**WORK INSTRUCTIONS:** Exact copies of all the entries are required, and no pictures should appear in them.

■ ■ ■ ■ ■ ■ ■

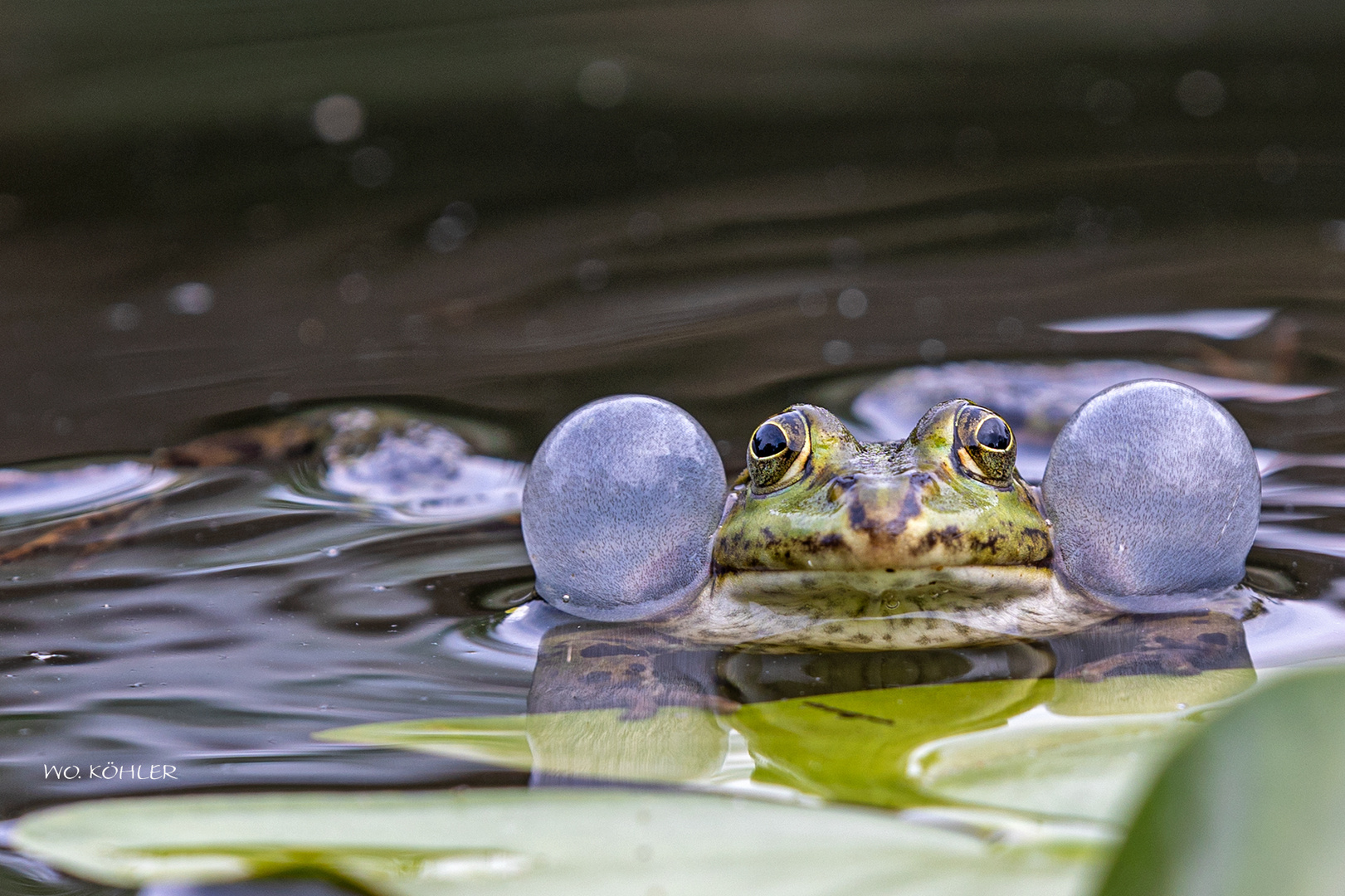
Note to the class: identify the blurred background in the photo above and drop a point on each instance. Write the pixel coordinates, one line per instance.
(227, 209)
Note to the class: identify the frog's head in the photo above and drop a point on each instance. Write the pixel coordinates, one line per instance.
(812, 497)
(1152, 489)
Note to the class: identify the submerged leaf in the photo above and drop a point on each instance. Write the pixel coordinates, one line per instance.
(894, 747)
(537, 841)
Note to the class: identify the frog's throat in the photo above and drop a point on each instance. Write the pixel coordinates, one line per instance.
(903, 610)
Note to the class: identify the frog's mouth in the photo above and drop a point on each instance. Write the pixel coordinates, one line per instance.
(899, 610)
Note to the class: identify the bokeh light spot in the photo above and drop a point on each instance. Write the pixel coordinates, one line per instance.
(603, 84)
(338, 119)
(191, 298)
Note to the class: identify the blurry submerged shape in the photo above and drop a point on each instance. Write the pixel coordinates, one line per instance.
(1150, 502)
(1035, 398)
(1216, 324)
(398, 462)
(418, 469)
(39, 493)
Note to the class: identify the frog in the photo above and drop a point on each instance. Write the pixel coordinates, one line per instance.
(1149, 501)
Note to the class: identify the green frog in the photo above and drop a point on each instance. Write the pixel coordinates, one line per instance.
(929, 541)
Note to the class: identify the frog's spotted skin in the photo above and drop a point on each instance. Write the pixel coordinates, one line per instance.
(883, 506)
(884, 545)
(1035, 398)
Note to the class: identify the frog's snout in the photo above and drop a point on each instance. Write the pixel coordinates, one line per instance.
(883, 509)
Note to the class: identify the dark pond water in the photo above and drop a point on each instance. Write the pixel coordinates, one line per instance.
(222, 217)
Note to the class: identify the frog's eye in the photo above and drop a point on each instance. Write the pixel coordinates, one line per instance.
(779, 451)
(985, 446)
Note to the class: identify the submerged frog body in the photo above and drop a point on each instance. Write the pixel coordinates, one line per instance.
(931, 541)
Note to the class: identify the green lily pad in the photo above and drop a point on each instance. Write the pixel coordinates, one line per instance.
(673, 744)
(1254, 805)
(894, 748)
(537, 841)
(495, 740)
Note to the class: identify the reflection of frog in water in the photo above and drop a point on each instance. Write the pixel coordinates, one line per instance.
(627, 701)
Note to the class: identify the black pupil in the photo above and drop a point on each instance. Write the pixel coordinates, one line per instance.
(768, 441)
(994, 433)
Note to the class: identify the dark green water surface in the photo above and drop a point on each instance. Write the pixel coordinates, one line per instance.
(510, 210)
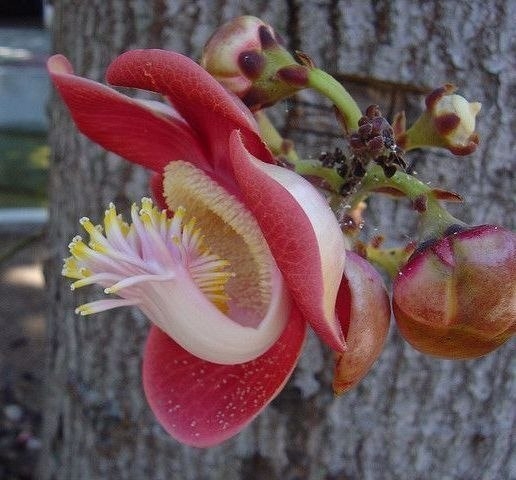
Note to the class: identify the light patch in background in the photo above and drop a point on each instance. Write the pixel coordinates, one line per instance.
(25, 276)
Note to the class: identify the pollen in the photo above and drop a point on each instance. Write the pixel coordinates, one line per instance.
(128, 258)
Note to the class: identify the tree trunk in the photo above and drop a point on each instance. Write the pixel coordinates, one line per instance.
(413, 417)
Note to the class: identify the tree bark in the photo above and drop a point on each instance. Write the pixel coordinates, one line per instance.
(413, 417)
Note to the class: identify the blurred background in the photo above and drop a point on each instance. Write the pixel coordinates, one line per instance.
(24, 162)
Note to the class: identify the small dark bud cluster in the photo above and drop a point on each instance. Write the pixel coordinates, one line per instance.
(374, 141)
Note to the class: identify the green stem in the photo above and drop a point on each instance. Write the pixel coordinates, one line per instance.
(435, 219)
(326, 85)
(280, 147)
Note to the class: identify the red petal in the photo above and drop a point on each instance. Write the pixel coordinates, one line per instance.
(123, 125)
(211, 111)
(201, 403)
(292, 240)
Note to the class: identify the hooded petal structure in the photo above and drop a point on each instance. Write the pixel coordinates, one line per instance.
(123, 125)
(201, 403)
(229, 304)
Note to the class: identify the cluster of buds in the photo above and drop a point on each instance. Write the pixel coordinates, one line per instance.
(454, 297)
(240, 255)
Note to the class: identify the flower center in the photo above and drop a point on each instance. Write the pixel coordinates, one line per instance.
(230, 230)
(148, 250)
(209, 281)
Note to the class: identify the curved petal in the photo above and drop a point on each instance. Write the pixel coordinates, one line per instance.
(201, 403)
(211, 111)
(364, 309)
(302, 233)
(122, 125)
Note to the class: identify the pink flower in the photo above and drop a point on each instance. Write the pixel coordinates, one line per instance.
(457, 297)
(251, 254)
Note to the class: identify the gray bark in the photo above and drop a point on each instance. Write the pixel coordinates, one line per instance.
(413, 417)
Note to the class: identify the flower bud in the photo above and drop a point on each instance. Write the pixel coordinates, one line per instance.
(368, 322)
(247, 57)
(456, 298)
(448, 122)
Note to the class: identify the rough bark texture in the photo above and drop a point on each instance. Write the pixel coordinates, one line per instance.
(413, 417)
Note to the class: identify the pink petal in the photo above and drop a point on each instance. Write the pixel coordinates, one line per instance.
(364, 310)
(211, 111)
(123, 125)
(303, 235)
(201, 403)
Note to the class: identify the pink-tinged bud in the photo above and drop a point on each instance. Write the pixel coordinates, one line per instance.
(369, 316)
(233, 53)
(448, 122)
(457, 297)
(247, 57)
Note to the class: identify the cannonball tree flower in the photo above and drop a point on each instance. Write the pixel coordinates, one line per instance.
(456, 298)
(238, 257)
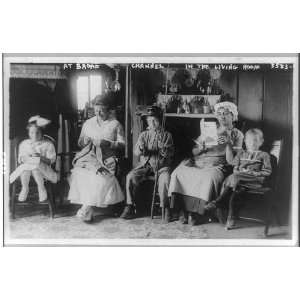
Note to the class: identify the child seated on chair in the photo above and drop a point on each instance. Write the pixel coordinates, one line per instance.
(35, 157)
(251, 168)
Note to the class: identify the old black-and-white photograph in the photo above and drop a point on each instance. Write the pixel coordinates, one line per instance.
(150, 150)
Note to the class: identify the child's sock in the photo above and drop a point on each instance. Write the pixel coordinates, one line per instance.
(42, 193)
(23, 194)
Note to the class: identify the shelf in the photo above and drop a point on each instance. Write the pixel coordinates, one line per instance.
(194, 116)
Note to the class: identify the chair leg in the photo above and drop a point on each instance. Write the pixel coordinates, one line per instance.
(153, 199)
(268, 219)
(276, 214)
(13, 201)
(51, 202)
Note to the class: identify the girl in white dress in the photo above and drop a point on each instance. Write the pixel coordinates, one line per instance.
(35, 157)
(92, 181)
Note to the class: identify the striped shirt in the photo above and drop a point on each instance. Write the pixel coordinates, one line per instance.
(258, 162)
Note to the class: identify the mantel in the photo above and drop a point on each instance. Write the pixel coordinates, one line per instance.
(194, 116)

■ ■ ■ ■ ■ ■ ■

**SOLUTION TO THIS EXERCISE:**
Note to the class: identify the blurred background in the photo above and drop a point on each instance. Write the pixel coordinates, one line per instance.
(227, 209)
Note to the class: identify the frog's head in the photo above and drop a point on each instance. Write the pixel coordinates, one line per instance.
(812, 497)
(1152, 489)
Note to the class: identify the submerged leaf in the photo above and drop a point on each instance. Write the pixel coordinates, one line per instance.
(894, 747)
(537, 841)
Note to the class: identify the frog's throat in the photo above and drop a point on each instance. Write the pixel coordinates, one line per instance.
(903, 610)
Note to the class: identify the frog's mouth in the photo above and drop a point on each instance. Write the pixel coordinates, one line per instance.
(899, 610)
Note to the class: identify the bokeh light spot in the photo above and drop a point on each instance. Write the pixel coordinates, one line per instance.
(603, 84)
(338, 119)
(191, 298)
Note to the class: identify the blurry submerged shape in the photo above and drop a point on each instance. Write the pixel coordinates, one line per instance.
(1150, 502)
(1035, 398)
(1216, 324)
(398, 462)
(418, 469)
(39, 493)
Note to the class: identify the frog in the photo above and drop a point on each instance. Write the pixel coordinates, one line per instance.
(1149, 501)
Note to the class: identify the green frog in the photo above and drop a point on each instance. Write the pixel coordinates, one line per instance.
(929, 541)
Note to the class: identify the frog's spotted skin in the photo above and drop a point on each instance. Write the pixel coordinates, one line per instance.
(883, 506)
(884, 545)
(1035, 398)
Note to the class: identify the frog's snout in the photo above and drop a point on each instance. Write the pixel coordinates, one line per instance.
(883, 509)
Note to the class: identify the dark pond water in the photo above and drop a point on each instance. Write the pixel coordinates, one line per instance.
(222, 217)
Note to the class: identify the frog's eye in the photo above and drop a point on each instance. Write the pixel coordinates, one line per instance.
(779, 451)
(985, 446)
Note to the class: identify the submerged frog body in the photo above and drop a point on each instance. Write the pixel coordinates, one line per instance.
(931, 541)
Note to the class: identify the green lily pad in the photo above and drop a point on each instance. Write the pixel coordinates, one line per instance.
(673, 744)
(1254, 805)
(894, 748)
(537, 841)
(495, 740)
Note to the class: identify the reflection of frog in water in the photo above and drop a point on each instance. Write the pixel coordinates, one line per instance.
(627, 701)
Note to the class: identify the black pupil in the photo above and drop a point on each instance. Write the pixel coordinates, one line per instance.
(768, 441)
(994, 433)
Note to the class: identify the dark green water surface in the photo above and drop a point on each instance. Write the pixel coordinates, one line per instance.
(510, 210)
Note to the class: identify the light patch in background in the photo above and drop a point on each instance. Write the pixel coordinates, one line per instance.
(25, 276)
Note to the class: identify the pollen in the photo above and drop a point on each instance. Write the pixel coordinates, one line per instance.
(128, 258)
Note to the class: identify the tree trunk in the photo above and drop a point on each instance. Write the pixel coordinates, one line per instance.
(413, 417)
Note to the class: identify the tree bark in the photo above and drop a point on each instance. Write the pixel coordinates, one line per instance.
(413, 417)
Note to the class: identify the blurred background in the photo above and drop a point on each instance. Write the pixel coordinates, one line per instance.
(24, 162)
Note to the class: identify the small dark bud cluster in the photo above and drop a point on each instance. Write the pixel coordinates, one line per instance.
(374, 141)
Note to the class: identify the green stem in the photo above and drop a point on each instance. Write the pixel coordinates, one line per instance.
(435, 219)
(326, 85)
(280, 147)
Note to the class: identify the red petal in the photo above and drop a point on each instance. Write the pixel coordinates, one line per instance.
(123, 125)
(211, 111)
(201, 403)
(292, 240)
Note to the class: identify the hooded petal structure in the photo above and drop a point on each instance. Write the pixel coordinates, one line per instance.
(123, 125)
(201, 403)
(229, 304)
Note to the class: identify the cluster of buds in the photo above and drop a point on each instance. Write the pixel coordinates, one line per instance.
(454, 297)
(240, 255)
Note to the class: identify the flower center in the photo above and drop a point on each instance. Write the pixel coordinates, one line per instance.
(230, 230)
(148, 250)
(209, 281)
Note to the class: identify the curved petal in the photo above and drop a point on each instance. Write the pixel coordinates, one line per instance.
(201, 403)
(211, 111)
(364, 309)
(302, 233)
(122, 125)
Note to the class: identify the pink flower in the photo above and drop a point on each instance. Write the pixel coordinates, one line per instance.
(457, 297)
(251, 254)
Note to the class: identify the gray bark in the photo above and drop a point on each instance. Write the pixel coordinates, one line per instance.
(413, 417)
Note to the class: identify the flower bud in the photo above and drop a point on each instance. Write the pixel coordinates, one line per instance.
(368, 322)
(247, 57)
(456, 298)
(448, 122)
Note to the class: identify the rough bark texture in the photo above and drop a point on each instance. Write the pixel coordinates, one line per instance.
(413, 417)
Note to the class: identify the pink petal in the photo above and drop a point on each instance. Write the pixel coordinates, one line per instance.
(364, 310)
(211, 111)
(123, 125)
(303, 235)
(201, 403)
Note to the class: identify the pink-tinged bud in the photo above and drop a point on each instance. Write the pixel coordinates, one line per instance.
(369, 316)
(233, 53)
(448, 122)
(457, 297)
(247, 57)
Note to the class: identify the cannonball tree flower in the photo above and drop a point on each instance. Write the pixel coordinates, one line per instance.
(456, 298)
(238, 257)
Note to the class: identify the child seated on chair in the photo above and drop a point on each instance. Write the pixel coordinates, one line per instance.
(35, 157)
(251, 168)
Note to the class: identify the old black-and-white photograph in the photo above and drop a point on each instance. Write the pixel coordinates, one line per instance.
(150, 150)
Note to the class: identify the child's sock in the photo above and drop a point on each instance. Write the pixel coordinates, one line per instance.
(42, 193)
(23, 194)
Note to the class: identify the shelf in the photo above and drop a point on each instance. Write the pixel coordinates, one line per instance.
(194, 116)
Note to the class: identify the chair leg in the photo above and drop a point on each instance. Write the pixel coordinates, one line per instance.
(153, 199)
(268, 219)
(276, 214)
(13, 201)
(51, 202)
Note to the class: identify the girl in white dress in the photo above and drop a point on each instance. Write the pixel coordinates, one line per instance.
(35, 157)
(92, 181)
Note to the class: identify the striped shirt in the photo above and drop a point on each instance. Write the pixel coordinates, one line per instance.
(258, 162)
Note to the class: identify the mantel in the photo above and drop a point on each instance. Write the pixel coordinates, one line per instance.
(194, 116)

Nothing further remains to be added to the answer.